┌──

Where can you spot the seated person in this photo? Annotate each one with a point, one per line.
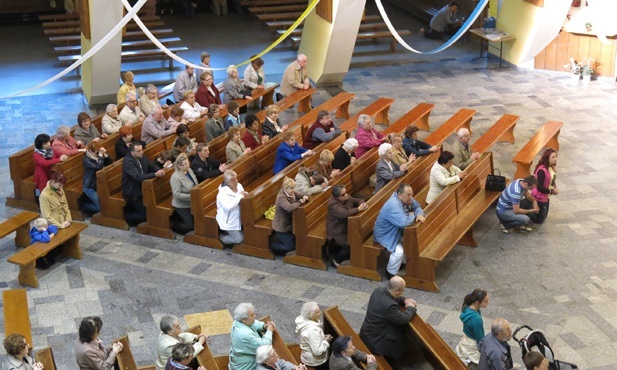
(85, 131)
(171, 334)
(444, 21)
(235, 148)
(64, 144)
(386, 169)
(228, 209)
(412, 145)
(309, 182)
(346, 357)
(288, 152)
(345, 155)
(443, 173)
(252, 138)
(204, 166)
(321, 131)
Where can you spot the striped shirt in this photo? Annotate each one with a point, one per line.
(512, 194)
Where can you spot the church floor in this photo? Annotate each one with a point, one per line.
(560, 278)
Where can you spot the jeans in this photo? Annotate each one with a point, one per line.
(511, 220)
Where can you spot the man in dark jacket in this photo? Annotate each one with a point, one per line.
(494, 348)
(384, 327)
(136, 169)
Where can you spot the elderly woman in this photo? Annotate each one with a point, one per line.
(324, 165)
(412, 145)
(235, 148)
(246, 337)
(233, 86)
(282, 240)
(313, 343)
(86, 131)
(110, 122)
(54, 207)
(44, 159)
(90, 353)
(192, 109)
(17, 357)
(252, 138)
(65, 144)
(346, 357)
(128, 86)
(207, 93)
(149, 101)
(386, 169)
(473, 326)
(171, 334)
(182, 181)
(228, 209)
(95, 159)
(214, 124)
(309, 182)
(345, 155)
(367, 136)
(272, 126)
(443, 173)
(266, 358)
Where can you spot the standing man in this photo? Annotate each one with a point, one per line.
(322, 130)
(295, 77)
(341, 206)
(494, 348)
(135, 169)
(400, 211)
(383, 330)
(185, 81)
(510, 214)
(443, 21)
(463, 153)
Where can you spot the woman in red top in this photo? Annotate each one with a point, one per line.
(44, 159)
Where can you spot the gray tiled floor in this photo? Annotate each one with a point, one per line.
(560, 278)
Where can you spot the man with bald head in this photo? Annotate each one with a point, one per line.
(463, 153)
(494, 348)
(384, 327)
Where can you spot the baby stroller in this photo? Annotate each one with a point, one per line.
(536, 341)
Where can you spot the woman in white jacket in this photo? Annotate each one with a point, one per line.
(228, 208)
(313, 343)
(443, 173)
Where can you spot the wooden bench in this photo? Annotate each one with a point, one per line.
(125, 358)
(20, 224)
(309, 221)
(46, 357)
(16, 316)
(364, 254)
(336, 325)
(68, 238)
(546, 137)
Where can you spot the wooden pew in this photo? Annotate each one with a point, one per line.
(16, 317)
(20, 224)
(546, 137)
(336, 325)
(46, 357)
(67, 238)
(364, 254)
(125, 358)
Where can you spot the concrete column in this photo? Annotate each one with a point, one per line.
(329, 46)
(100, 75)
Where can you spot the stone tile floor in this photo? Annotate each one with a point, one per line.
(560, 278)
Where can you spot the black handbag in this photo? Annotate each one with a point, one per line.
(495, 182)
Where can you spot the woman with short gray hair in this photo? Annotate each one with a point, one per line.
(245, 337)
(313, 343)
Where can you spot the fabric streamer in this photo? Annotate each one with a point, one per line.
(90, 53)
(474, 15)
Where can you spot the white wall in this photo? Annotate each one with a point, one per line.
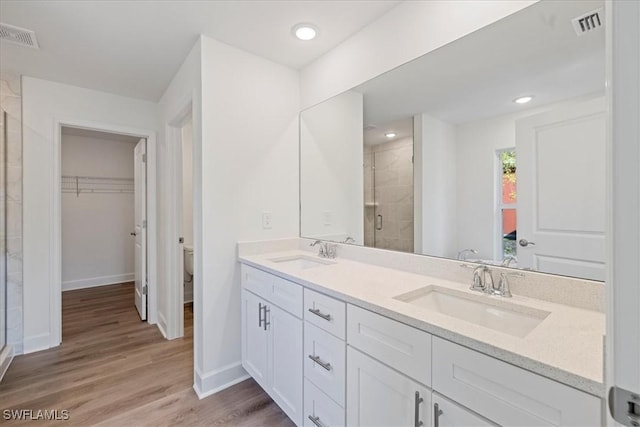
(249, 164)
(406, 32)
(435, 187)
(97, 248)
(477, 163)
(331, 150)
(181, 98)
(45, 102)
(187, 184)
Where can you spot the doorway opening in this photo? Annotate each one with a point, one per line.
(103, 220)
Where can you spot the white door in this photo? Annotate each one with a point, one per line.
(379, 396)
(623, 282)
(285, 361)
(255, 338)
(450, 414)
(561, 190)
(140, 227)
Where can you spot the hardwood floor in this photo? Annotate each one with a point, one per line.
(114, 370)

└──

**Stated goal**
Reproduce every line of the material above verbatim, leaving the pictures out.

**Output of the exercise**
Where can you spot the seated person in this photo? Annotate each one with a point, one per line.
(85, 131)
(171, 334)
(444, 21)
(235, 148)
(64, 144)
(386, 169)
(228, 209)
(412, 145)
(309, 182)
(346, 357)
(288, 152)
(345, 155)
(443, 173)
(252, 138)
(204, 166)
(321, 131)
Where can you spot the striped shirt in this photo? Annotate each one with a point, one per line.
(512, 194)
Where can you spot the church floor in this photo? Annotate each one with a point, one per line.
(560, 278)
Where can you spot the jeans in this photo? Annotate each one with a point, one per line.
(511, 220)
Where can you spot the man in dark jacket in this photo? Annotate each one with a point, one per line.
(494, 348)
(384, 327)
(136, 169)
Where can you spot the elderly woman in this photo? Annotate each one with a point, one per line.
(324, 165)
(412, 145)
(235, 148)
(246, 337)
(233, 86)
(282, 240)
(313, 343)
(86, 131)
(110, 122)
(54, 207)
(44, 159)
(90, 353)
(192, 109)
(17, 357)
(252, 138)
(65, 144)
(346, 357)
(128, 86)
(207, 93)
(149, 101)
(386, 169)
(473, 326)
(171, 334)
(182, 181)
(228, 209)
(95, 159)
(214, 124)
(309, 182)
(345, 155)
(367, 136)
(272, 126)
(443, 173)
(266, 358)
Where can you spot the standing man in this photo? Annotate each one with a point, one per line.
(322, 130)
(295, 77)
(341, 206)
(494, 348)
(135, 169)
(400, 211)
(383, 330)
(185, 81)
(510, 214)
(443, 21)
(463, 153)
Where can you spot the woman in red top in this photo? Annotate each one with a point, one per line.
(44, 159)
Where can you spot the gray tiled floor in this photo? Annotate each one with a point, one per line.
(560, 278)
Where can you spot the man with bald head in this photo? Annotate each one with a point, one per line.
(463, 153)
(494, 348)
(384, 327)
Where can you spot the baby stroller in this photo? Annotate each one with a point, one per line.
(536, 341)
Where can you spot the woman in white jacket in this photo? Annotate each one with a point, one per line.
(228, 208)
(313, 343)
(443, 173)
Where can you spot the wooden bench in this photo? Annotate each one with a point, one per line.
(125, 358)
(20, 224)
(309, 221)
(46, 357)
(16, 316)
(364, 254)
(336, 325)
(68, 238)
(546, 137)
Where can you spot the wooden pew in this photo? Annotate each one with a point, one per line.
(16, 317)
(20, 224)
(546, 137)
(336, 325)
(46, 357)
(67, 238)
(364, 254)
(125, 358)
Where can you spot the concrete column in this photo? Annotate each one with a point, one per line.
(329, 46)
(100, 75)
Where can you spot the stone tile floor in this photo? Annotate each one with a point, one per line.
(560, 278)
Where can you spot the black handbag in this photo? Annotate each one with a point, one per line.
(495, 182)
Where can you spot the woman with short gray hair in this photo? Annotate each one with a point, one per line.
(245, 337)
(313, 343)
Where can you spot the fabric streamer in this photo? Annotate each one with a point, one per line.
(90, 53)
(474, 15)
Where can you spot the white wall in this photo? Annotate each one with a point, one per line.
(249, 164)
(406, 32)
(435, 187)
(97, 248)
(477, 163)
(331, 150)
(181, 98)
(45, 102)
(187, 184)
Where can you spot the doorway opening in this photo? Annotate each one with a point, one per line.
(103, 220)
Where can you spot the white door in this photo? Annotate each one with a point, one per line.
(379, 396)
(623, 282)
(285, 361)
(255, 338)
(450, 414)
(561, 190)
(140, 227)
Where can you spot the hardwood floor in this photo? Annotate each one with a point, one per line.
(114, 370)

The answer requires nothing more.